**What needs to be done:** Going through the entries below, work out how many lines have the string "roof" in them. Give the number and nothing more.

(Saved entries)
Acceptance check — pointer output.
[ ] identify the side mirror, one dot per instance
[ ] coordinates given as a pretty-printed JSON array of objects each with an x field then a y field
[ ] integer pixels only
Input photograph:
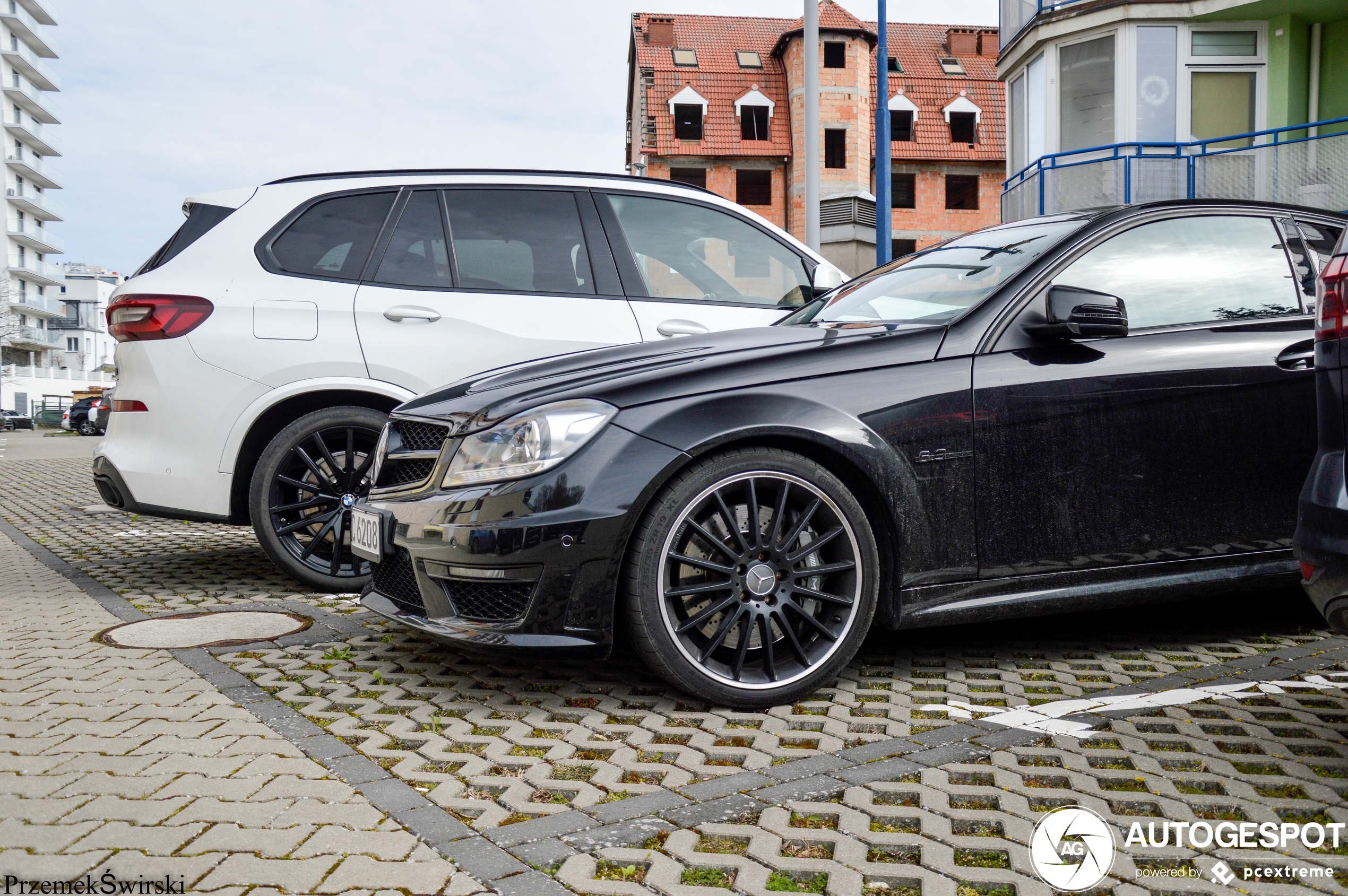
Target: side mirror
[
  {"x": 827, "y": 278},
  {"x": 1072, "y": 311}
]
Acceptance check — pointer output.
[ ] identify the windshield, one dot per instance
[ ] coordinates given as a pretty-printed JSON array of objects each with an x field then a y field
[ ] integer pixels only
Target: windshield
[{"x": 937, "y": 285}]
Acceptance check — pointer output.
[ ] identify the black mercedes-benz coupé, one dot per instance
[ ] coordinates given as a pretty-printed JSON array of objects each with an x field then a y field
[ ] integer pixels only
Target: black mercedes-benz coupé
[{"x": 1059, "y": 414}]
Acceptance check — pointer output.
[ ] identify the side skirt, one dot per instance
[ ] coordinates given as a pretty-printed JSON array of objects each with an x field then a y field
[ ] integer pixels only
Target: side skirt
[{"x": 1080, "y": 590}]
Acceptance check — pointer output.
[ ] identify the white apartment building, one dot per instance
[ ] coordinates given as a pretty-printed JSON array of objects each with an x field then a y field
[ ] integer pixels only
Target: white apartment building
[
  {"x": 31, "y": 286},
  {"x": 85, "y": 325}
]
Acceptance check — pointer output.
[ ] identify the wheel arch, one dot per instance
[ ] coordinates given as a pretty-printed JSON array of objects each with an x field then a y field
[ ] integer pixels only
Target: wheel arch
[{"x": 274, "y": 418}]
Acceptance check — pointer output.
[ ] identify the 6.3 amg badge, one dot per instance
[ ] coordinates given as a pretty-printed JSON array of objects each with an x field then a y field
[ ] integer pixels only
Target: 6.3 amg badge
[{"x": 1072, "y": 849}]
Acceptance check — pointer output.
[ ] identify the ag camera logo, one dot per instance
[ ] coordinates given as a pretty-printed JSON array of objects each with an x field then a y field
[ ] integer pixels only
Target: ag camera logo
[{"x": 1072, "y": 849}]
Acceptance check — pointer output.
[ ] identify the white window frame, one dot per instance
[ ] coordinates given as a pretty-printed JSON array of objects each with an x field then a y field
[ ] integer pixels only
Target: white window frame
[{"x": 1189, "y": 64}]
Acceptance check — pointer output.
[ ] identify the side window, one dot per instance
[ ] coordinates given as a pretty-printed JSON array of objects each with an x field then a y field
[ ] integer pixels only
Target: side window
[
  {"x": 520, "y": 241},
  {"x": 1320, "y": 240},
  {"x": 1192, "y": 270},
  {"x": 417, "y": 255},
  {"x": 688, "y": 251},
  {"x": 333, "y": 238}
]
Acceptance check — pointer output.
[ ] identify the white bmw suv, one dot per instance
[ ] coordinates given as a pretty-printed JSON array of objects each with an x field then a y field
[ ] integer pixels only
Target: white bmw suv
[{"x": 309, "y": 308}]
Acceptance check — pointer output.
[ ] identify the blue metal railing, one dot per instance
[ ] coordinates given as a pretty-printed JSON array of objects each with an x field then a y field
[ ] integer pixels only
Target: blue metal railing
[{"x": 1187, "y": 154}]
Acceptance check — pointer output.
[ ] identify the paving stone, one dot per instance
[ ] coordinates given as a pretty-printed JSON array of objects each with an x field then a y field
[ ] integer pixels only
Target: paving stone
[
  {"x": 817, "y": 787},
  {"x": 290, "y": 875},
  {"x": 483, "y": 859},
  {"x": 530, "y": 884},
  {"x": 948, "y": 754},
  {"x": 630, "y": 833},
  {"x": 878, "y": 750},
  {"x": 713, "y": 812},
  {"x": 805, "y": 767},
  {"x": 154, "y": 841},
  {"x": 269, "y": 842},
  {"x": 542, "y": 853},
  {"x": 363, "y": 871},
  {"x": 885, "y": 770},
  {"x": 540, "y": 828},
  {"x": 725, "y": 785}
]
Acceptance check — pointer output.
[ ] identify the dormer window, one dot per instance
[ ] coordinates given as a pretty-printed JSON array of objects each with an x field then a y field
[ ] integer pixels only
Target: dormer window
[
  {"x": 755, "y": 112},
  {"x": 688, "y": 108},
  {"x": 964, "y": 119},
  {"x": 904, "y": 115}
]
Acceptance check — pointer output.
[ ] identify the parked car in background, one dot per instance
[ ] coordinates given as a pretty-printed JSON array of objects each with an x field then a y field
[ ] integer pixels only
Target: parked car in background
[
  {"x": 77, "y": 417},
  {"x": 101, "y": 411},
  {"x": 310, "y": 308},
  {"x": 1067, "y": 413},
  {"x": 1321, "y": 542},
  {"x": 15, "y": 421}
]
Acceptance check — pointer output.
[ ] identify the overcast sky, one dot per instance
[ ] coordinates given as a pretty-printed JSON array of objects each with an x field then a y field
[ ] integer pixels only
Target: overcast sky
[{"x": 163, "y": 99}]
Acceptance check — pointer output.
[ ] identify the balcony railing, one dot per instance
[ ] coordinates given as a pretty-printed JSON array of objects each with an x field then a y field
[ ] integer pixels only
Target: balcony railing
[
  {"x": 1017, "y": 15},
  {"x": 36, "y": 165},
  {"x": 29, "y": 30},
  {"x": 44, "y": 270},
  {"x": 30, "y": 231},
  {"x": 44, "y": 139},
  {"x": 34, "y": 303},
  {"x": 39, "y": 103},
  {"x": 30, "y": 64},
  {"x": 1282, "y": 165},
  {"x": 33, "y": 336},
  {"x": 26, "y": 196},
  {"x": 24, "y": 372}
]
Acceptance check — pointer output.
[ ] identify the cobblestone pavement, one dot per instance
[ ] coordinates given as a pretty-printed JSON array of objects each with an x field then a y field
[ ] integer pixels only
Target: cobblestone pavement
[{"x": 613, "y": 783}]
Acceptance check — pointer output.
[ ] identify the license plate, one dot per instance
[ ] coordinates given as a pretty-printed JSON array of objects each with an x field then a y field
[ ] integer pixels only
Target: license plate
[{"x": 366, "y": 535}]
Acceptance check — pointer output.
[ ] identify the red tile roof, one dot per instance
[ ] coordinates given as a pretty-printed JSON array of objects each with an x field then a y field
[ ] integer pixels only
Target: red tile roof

**Written response:** 2